- **Photo-based point labeling data**:
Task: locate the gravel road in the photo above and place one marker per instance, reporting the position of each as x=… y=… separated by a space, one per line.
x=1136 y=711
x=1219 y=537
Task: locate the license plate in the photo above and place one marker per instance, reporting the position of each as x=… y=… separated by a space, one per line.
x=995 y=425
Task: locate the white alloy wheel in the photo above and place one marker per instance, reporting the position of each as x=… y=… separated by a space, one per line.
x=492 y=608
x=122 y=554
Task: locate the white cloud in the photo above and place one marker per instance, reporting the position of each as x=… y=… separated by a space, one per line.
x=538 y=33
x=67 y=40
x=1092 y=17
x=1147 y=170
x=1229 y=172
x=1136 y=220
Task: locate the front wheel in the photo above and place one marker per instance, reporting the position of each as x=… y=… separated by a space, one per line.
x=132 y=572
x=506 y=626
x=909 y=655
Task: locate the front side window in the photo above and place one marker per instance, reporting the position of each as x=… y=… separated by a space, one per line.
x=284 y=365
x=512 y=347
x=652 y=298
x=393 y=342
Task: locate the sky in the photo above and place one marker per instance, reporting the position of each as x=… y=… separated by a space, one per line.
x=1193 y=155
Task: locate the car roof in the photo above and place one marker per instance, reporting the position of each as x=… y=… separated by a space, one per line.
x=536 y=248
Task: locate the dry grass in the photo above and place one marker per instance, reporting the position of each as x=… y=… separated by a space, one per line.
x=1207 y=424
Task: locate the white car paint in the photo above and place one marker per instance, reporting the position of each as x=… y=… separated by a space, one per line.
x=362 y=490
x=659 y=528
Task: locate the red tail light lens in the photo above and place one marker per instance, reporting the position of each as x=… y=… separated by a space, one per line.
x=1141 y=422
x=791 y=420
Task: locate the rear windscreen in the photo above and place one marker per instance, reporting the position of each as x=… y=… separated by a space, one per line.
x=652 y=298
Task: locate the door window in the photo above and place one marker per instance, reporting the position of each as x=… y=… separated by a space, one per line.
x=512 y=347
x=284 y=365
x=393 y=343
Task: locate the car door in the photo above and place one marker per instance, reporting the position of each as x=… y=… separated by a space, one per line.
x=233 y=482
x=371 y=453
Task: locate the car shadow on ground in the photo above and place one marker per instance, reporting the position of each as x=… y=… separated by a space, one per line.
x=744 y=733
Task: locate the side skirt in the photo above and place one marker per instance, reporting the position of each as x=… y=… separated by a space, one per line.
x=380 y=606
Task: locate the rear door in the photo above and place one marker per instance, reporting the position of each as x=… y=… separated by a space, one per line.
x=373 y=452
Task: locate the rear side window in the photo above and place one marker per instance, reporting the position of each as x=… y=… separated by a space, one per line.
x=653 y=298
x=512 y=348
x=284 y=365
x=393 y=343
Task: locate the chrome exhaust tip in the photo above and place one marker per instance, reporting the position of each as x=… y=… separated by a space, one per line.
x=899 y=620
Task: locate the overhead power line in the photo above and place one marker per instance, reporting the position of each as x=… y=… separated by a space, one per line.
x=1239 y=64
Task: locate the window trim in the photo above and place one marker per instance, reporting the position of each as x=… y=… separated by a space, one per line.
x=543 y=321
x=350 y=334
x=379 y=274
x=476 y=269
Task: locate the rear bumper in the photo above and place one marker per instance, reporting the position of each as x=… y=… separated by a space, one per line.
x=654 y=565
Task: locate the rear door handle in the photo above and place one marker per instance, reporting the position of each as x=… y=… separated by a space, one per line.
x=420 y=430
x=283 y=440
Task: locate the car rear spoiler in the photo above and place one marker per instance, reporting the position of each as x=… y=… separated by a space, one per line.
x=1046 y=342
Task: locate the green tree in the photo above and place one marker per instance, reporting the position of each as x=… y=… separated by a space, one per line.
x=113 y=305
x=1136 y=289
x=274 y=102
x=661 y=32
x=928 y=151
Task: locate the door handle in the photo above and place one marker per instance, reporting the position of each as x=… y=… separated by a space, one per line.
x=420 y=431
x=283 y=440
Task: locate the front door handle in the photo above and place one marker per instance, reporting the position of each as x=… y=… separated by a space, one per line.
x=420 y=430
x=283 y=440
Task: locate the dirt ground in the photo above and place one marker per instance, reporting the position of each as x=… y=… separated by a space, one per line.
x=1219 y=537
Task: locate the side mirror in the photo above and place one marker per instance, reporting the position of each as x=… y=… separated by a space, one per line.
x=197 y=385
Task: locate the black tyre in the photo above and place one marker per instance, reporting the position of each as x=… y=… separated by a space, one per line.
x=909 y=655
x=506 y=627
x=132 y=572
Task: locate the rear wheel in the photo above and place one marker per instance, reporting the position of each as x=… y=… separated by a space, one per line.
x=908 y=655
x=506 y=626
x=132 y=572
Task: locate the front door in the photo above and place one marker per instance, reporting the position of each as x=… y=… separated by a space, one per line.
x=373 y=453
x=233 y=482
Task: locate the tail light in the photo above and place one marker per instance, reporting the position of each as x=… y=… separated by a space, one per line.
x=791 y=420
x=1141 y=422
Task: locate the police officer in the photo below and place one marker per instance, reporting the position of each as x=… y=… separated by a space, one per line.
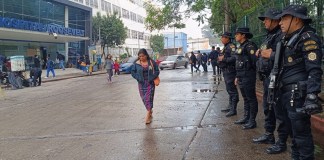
x=299 y=78
x=213 y=59
x=226 y=61
x=246 y=76
x=271 y=23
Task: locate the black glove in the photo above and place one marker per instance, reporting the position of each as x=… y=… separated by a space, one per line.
x=311 y=105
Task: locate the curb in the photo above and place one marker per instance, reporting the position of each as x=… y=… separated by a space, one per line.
x=316 y=122
x=72 y=76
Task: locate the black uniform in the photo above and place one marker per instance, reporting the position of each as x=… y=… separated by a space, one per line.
x=300 y=81
x=229 y=73
x=246 y=74
x=213 y=59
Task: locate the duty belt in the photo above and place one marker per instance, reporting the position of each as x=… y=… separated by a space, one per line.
x=288 y=88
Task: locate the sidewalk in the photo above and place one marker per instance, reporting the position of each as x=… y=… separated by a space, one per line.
x=61 y=75
x=66 y=74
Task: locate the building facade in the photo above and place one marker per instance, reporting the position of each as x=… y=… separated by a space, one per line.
x=175 y=43
x=44 y=27
x=132 y=13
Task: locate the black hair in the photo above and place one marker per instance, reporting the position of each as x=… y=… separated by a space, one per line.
x=143 y=50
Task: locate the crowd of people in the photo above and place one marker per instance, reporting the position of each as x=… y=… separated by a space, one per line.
x=289 y=64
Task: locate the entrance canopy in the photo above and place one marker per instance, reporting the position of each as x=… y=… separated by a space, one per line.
x=23 y=35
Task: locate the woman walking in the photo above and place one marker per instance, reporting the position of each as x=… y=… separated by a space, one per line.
x=193 y=61
x=109 y=66
x=145 y=70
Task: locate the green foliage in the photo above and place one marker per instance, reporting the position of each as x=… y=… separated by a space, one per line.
x=112 y=30
x=123 y=56
x=157 y=43
x=158 y=19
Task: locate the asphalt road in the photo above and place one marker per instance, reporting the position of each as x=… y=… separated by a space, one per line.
x=87 y=118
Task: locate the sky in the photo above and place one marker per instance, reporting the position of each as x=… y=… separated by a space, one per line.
x=192 y=29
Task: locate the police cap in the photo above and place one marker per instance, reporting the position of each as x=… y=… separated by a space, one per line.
x=270 y=13
x=298 y=11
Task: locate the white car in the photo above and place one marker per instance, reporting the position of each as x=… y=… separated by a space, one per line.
x=174 y=62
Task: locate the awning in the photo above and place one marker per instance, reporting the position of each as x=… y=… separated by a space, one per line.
x=23 y=35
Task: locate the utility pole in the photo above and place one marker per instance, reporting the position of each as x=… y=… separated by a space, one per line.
x=174 y=51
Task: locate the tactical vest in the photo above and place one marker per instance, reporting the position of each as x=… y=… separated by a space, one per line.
x=243 y=59
x=264 y=65
x=223 y=65
x=293 y=61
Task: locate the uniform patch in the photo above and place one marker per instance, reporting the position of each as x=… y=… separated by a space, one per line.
x=309 y=42
x=312 y=56
x=263 y=47
x=239 y=51
x=290 y=59
x=311 y=47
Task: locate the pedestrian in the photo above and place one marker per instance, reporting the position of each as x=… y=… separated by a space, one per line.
x=299 y=77
x=246 y=76
x=50 y=66
x=213 y=59
x=99 y=62
x=37 y=71
x=116 y=67
x=219 y=70
x=87 y=63
x=61 y=59
x=226 y=62
x=109 y=67
x=145 y=70
x=193 y=61
x=271 y=112
x=199 y=55
x=204 y=60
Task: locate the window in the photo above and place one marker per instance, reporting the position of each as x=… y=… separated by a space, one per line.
x=125 y=13
x=106 y=6
x=128 y=34
x=140 y=35
x=116 y=9
x=133 y=16
x=134 y=34
x=140 y=19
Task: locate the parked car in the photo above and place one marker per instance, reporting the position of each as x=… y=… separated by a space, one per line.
x=160 y=59
x=126 y=66
x=174 y=61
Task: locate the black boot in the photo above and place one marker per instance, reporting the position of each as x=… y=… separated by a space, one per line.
x=267 y=138
x=227 y=109
x=232 y=112
x=250 y=125
x=278 y=147
x=244 y=119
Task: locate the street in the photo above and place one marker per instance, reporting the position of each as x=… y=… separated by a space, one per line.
x=87 y=118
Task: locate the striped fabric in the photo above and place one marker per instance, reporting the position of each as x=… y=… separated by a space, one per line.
x=146 y=91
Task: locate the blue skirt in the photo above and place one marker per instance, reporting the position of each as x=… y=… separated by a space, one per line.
x=146 y=91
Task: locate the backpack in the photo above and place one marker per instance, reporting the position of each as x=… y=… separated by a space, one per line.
x=51 y=64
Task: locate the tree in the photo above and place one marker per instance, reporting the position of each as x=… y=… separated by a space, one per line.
x=158 y=19
x=112 y=31
x=157 y=43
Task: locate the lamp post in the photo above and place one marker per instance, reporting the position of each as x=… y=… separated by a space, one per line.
x=167 y=45
x=174 y=51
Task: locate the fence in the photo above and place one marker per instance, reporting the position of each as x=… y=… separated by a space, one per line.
x=257 y=28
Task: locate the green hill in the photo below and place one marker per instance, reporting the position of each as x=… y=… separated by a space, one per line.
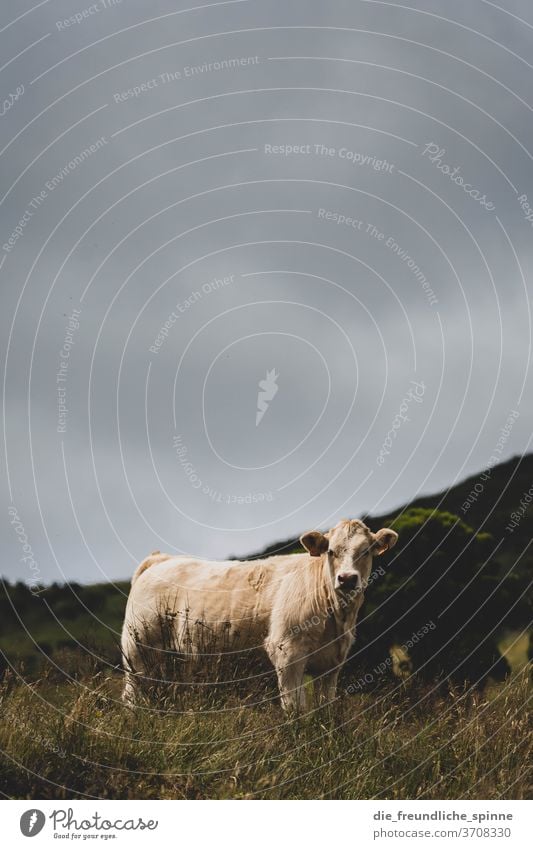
x=464 y=562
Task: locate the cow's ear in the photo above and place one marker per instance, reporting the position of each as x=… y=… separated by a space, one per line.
x=315 y=542
x=384 y=539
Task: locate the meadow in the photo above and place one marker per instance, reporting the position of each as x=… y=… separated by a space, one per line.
x=66 y=735
x=444 y=716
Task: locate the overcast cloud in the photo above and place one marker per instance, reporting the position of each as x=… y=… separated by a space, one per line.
x=244 y=192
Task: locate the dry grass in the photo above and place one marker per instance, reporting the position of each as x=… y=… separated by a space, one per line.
x=74 y=739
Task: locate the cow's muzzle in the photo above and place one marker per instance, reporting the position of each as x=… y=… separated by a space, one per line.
x=348 y=581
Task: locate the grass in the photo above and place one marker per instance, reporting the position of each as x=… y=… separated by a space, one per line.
x=73 y=739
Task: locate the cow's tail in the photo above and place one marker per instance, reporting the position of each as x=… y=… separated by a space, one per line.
x=154 y=557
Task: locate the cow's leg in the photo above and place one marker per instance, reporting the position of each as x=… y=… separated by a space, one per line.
x=291 y=684
x=327 y=686
x=130 y=692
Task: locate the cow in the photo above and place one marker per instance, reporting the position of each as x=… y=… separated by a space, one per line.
x=301 y=608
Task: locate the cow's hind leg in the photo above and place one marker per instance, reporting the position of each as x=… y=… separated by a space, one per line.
x=291 y=685
x=326 y=686
x=290 y=671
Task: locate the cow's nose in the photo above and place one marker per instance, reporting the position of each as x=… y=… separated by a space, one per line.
x=348 y=580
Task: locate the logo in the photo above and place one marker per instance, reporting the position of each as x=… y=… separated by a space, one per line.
x=267 y=389
x=32 y=822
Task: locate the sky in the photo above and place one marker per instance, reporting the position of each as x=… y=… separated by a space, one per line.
x=263 y=266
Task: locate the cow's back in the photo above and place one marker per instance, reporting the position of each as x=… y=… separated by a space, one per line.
x=211 y=605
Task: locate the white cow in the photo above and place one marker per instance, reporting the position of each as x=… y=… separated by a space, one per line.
x=302 y=608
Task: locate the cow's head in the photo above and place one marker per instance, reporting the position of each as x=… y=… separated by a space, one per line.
x=349 y=548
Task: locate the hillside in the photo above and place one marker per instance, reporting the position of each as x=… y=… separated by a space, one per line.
x=457 y=553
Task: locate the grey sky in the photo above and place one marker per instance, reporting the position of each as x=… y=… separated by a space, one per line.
x=399 y=339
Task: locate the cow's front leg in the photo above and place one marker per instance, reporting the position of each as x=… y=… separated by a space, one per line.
x=291 y=685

- **Brief**: From the "Task: locate the hillside" line to the close of the listing, restate each line word for word.

- **Task solution**:
Task: locate the hillside in the photo above and place one marker per instance, reporting the position of each as x=… y=… separated by a space, one per line.
x=457 y=553
Task: locate the grey sky in the photo above and place one marker per instance, reporting the position of each as x=… y=… separated by a space, one per line.
x=399 y=339
Task: locate the cow's front leg in the photo above and place one marker per instance, reporting the position of each as x=… y=… separated by a space, one per line.
x=291 y=685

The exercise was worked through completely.